Start of DOCUMENT TEXT

If I understand you right, you're saying that only feature 1) is intentended to be a functional privacy feature. That does address the DNS problem I posted about, since feature 1) isn't affected by this. However, this is disappointing news compared to what neurorouting seemed to offer on the surface, and I think there's perhaps a communication problem going on here.

Regarding feature 2), the restoreprivacy.com neurorouting article, which is the first or second result for 'neurorouting' web searches and a strong proponent of your feature, remarks that "One of the biggest advantages with this feature is that it now gives all users a simple and powerful multi-hop configuration.". And it would be great if this were a true feature of neurorouting, since you only offer multi-hop through your proprietary software, which isn't available for all platforms and requires additional trust compared to the industry standard of using the open source openVPN client. Additionally, wouldn't activating neurorouting and multi-hop simultaneously like you suggest add (an) additional redundant node(s) to the connection, further slowing it down? Considering the above, and that neurorouting on it's own does hop across multiple PP nodes, it isn't clear to me at all why it should not be designed to also offer the usual multihop benefits - the only obstacle to this that I can see is the DNS problem outlined in my OP, which should be easy to address. It even strikes me that neurorouting offering multihop benefits would do a better job of preventing entry-exit analyses than ordinary multi-hop, since the exit node isn't stable across connection.

Feature 3) seems like another major selling point you're missing out on purely due to the DNS problem. If you read for example the WhoNix privacy article on separating contextual identities or not mixing modes of anonymity then you'll get why having separate external IPs across different connections is a big step forward from a privacy perspective. Or it would be, if the DNS server address wasn't the same for each of them, linking them despite the feature.

End of DOCUMENT TEXT
Start of MATERIALS PROVIDED

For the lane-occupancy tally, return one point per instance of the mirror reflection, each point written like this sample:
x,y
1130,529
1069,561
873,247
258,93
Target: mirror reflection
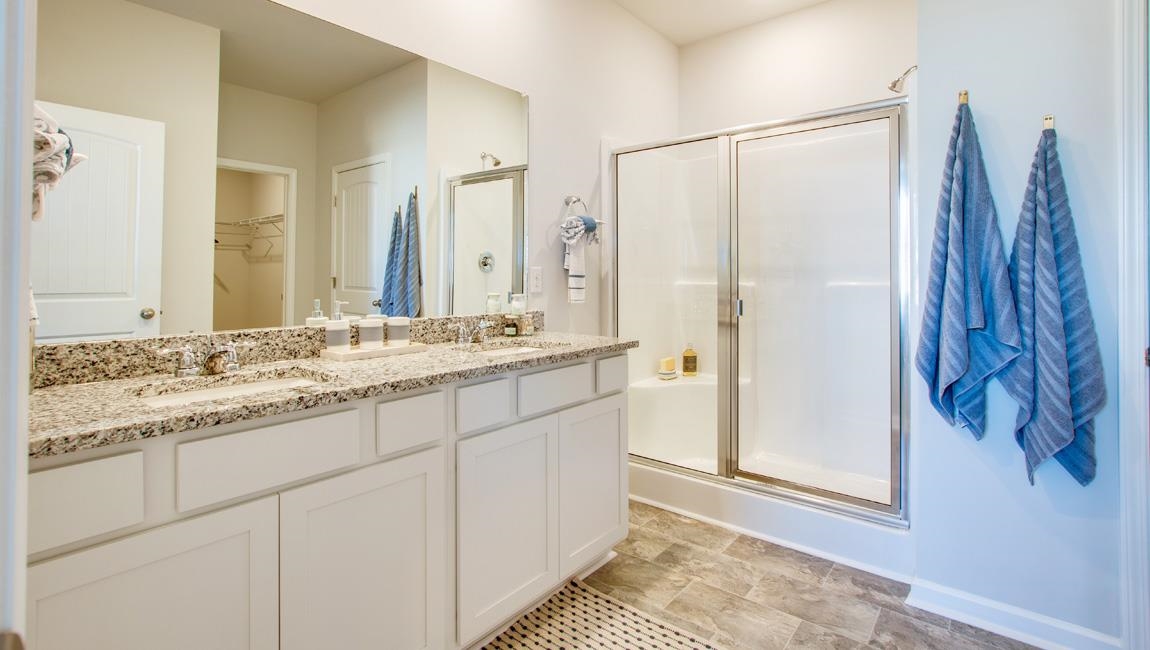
x,y
245,160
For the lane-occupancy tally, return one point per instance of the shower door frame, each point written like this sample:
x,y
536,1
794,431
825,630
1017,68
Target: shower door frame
x,y
728,308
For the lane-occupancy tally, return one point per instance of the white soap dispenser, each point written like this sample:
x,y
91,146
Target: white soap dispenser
x,y
316,319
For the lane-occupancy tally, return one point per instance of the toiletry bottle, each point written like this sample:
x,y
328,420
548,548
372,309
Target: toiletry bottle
x,y
316,319
690,361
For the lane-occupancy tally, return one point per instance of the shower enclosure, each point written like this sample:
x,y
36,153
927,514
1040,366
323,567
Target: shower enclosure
x,y
779,252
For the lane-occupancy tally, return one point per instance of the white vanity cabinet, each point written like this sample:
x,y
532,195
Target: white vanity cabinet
x,y
507,507
362,558
211,581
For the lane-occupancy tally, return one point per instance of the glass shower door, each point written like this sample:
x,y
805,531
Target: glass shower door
x,y
667,234
818,339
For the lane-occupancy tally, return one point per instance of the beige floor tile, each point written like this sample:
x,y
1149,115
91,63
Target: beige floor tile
x,y
717,570
898,632
691,530
779,559
810,636
737,621
630,576
643,543
879,590
641,512
826,608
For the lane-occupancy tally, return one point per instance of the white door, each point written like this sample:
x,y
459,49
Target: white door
x,y
360,231
362,558
94,259
204,582
507,502
592,481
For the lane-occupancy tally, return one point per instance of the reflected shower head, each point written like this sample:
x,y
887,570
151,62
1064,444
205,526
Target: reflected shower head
x,y
897,84
495,161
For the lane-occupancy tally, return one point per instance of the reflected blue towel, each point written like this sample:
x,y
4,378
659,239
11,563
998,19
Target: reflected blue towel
x,y
1058,380
390,295
970,329
411,275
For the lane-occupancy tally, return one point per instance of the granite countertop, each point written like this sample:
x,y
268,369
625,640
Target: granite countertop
x,y
89,415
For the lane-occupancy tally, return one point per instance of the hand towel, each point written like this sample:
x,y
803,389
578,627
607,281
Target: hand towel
x,y
389,297
1058,380
572,232
411,275
970,328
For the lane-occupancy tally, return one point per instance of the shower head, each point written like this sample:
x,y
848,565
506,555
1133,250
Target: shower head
x,y
897,84
495,161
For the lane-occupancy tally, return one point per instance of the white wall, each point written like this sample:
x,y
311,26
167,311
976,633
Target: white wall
x,y
121,58
981,530
258,127
832,54
386,114
466,116
590,69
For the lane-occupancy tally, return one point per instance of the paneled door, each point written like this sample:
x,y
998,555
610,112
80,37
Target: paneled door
x,y
96,254
361,226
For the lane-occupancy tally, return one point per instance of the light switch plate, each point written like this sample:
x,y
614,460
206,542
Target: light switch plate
x,y
535,280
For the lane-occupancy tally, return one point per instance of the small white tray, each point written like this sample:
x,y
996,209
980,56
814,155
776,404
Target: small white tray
x,y
358,353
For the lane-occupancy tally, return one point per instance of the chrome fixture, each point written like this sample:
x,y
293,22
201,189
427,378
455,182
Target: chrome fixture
x,y
897,84
495,161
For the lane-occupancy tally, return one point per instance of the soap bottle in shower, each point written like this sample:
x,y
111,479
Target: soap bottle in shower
x,y
690,361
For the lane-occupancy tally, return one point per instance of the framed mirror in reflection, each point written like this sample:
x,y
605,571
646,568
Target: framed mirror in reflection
x,y
245,160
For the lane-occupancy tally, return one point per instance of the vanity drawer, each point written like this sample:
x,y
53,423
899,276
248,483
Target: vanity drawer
x,y
411,421
482,405
71,503
224,467
611,374
552,389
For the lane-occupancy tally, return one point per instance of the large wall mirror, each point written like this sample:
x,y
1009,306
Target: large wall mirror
x,y
245,159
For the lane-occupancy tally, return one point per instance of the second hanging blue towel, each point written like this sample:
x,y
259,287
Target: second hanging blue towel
x,y
1058,380
970,328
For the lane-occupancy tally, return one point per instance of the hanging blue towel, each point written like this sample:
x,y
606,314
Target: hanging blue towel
x,y
390,293
411,275
1058,380
970,328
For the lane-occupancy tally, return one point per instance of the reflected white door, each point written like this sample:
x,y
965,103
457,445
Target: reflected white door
x,y
96,254
360,231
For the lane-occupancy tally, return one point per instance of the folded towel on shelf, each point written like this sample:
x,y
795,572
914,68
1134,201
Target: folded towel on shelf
x,y
411,275
389,297
1057,380
53,154
573,232
970,328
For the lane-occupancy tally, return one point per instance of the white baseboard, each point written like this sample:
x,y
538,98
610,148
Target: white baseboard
x,y
1007,620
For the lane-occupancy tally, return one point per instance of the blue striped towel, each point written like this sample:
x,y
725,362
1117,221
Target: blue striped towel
x,y
1058,380
390,295
970,329
411,275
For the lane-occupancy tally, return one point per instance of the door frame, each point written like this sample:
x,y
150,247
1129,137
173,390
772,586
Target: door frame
x,y
1134,328
17,73
336,170
291,177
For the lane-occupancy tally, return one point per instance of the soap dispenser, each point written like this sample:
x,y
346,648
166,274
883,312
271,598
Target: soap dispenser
x,y
316,319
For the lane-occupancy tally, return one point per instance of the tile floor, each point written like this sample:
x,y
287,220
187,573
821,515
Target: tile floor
x,y
744,593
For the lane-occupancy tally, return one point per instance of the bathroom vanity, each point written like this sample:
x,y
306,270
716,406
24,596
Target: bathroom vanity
x,y
415,502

End of MATERIALS PROVIDED

## PROBLEMS TO SOLVE:
1) Set down, unchanged, the part of the listing that opens with the line containing "of the door" and runs through the listing's final line.
2) Carry the forum post on neurorouting privacy further, picking up after its last sentence.
The listing is unrelated to the forum post on neurorouting privacy.

## OUTPUTS BY TASK:
1)
For the lane-occupancy tally, return one point per instance of the door frame, each point written like this sample:
x,y
150,247
1129,137
173,390
772,586
Target: door frame
x,y
1134,328
17,73
336,170
291,177
For the lane-occupancy tally, return one point per instance of the soap dispenser, each point written like this sample:
x,y
346,648
166,274
883,312
271,598
Target: soap dispenser
x,y
316,319
For the lane-occupancy tally, return one point per instance of the tile floor, each point written like this sample:
x,y
287,220
187,573
821,515
Target: tile floor
x,y
744,593
For the lane-occupancy tally, return one point per instance of the bathroom vanity, each point written like this sample:
x,y
306,270
716,406
24,596
Target: bathroom vanity
x,y
415,502

2)
Conclusion: If you're saying that your ambitions for neurorouting are limited to feature 1), then the DNS problem I outlined is not in fact a problem. But it seems to me like features 2) and 3) are low-hanging fruit for adding additional attractive privacy features to your service; as far as I can see, the DNS problem is the only obstacle to both of them being effective privacy features, and fixing this by having the PP-assigned DNS server correspond to the exit node instead of the entry node doesn't seem complicated to my inexpert eyes. I personally subscribed mainly for feature 3), and although I let my subscription time out when I realized it wasn't working as I'd hoped, I'd resubscribe if you got it working. It strikes me that having just feature 1) working makes neurorouting kind of like the HTTPS-everywhere browser extension, except that neurorouting works for non-browser connections but still leaves a small unencrypted gap between the exit node and the destination - it's a cool implementation, but not all that exciting results-wise.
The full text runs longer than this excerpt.